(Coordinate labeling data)
-=-=-
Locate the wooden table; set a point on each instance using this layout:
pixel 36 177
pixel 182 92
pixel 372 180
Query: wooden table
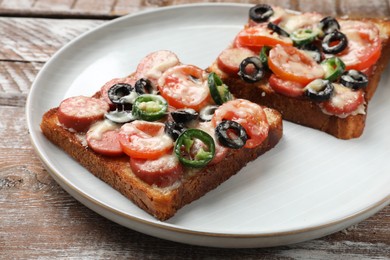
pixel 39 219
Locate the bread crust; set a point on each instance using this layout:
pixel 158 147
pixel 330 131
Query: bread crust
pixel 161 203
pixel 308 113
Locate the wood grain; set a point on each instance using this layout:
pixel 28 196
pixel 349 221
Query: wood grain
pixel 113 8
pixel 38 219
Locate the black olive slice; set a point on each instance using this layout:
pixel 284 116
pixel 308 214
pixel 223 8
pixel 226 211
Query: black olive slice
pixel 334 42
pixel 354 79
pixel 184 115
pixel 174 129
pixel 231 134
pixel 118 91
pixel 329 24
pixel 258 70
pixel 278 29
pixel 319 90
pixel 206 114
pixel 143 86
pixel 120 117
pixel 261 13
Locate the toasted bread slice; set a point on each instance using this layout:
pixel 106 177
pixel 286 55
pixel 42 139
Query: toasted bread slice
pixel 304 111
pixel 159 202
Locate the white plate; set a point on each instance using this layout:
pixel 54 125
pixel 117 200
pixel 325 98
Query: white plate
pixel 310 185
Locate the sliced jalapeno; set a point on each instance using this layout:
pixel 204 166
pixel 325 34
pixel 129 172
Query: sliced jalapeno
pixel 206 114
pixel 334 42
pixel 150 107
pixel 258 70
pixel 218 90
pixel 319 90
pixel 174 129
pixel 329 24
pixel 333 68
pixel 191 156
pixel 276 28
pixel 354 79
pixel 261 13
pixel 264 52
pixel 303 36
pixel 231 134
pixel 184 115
-=-=-
From the records given above, reproduce all text exactly and exclude each picture.

Locate the wooden table; set a point on each instance using this layout:
pixel 36 177
pixel 182 92
pixel 372 180
Query: wooden table
pixel 39 219
Locate the bread crust; set a point on each instance using this layout:
pixel 158 147
pixel 330 131
Query: bread crust
pixel 161 203
pixel 308 113
Locate the wood grain; set a point on each instance using this layout:
pixel 28 196
pixel 349 221
Query: wood grain
pixel 113 8
pixel 38 219
Locate the black olive slice; set a point on each instance using this layout:
pixel 284 116
pixel 308 214
pixel 223 8
pixel 226 211
Query: black olive slice
pixel 334 42
pixel 354 79
pixel 184 115
pixel 174 129
pixel 231 134
pixel 118 91
pixel 329 24
pixel 258 70
pixel 278 29
pixel 319 90
pixel 206 114
pixel 143 86
pixel 120 117
pixel 261 13
Locate the toasted bread slice; set a point on each instance using this layout:
pixel 106 177
pixel 286 55
pixel 42 139
Query: toasted bread slice
pixel 304 111
pixel 159 202
Locate the white plate; set a point on each instance using this layout:
pixel 54 125
pixel 117 200
pixel 325 98
Query: white plate
pixel 310 185
Locate the sliced jalapeno; set a point on each instance using this layout:
pixel 204 166
pixel 325 34
pixel 129 172
Query: sliced jalapeno
pixel 206 114
pixel 334 42
pixel 150 107
pixel 258 70
pixel 218 90
pixel 319 90
pixel 174 129
pixel 329 24
pixel 333 68
pixel 191 156
pixel 276 28
pixel 354 79
pixel 261 13
pixel 264 52
pixel 303 36
pixel 231 134
pixel 184 115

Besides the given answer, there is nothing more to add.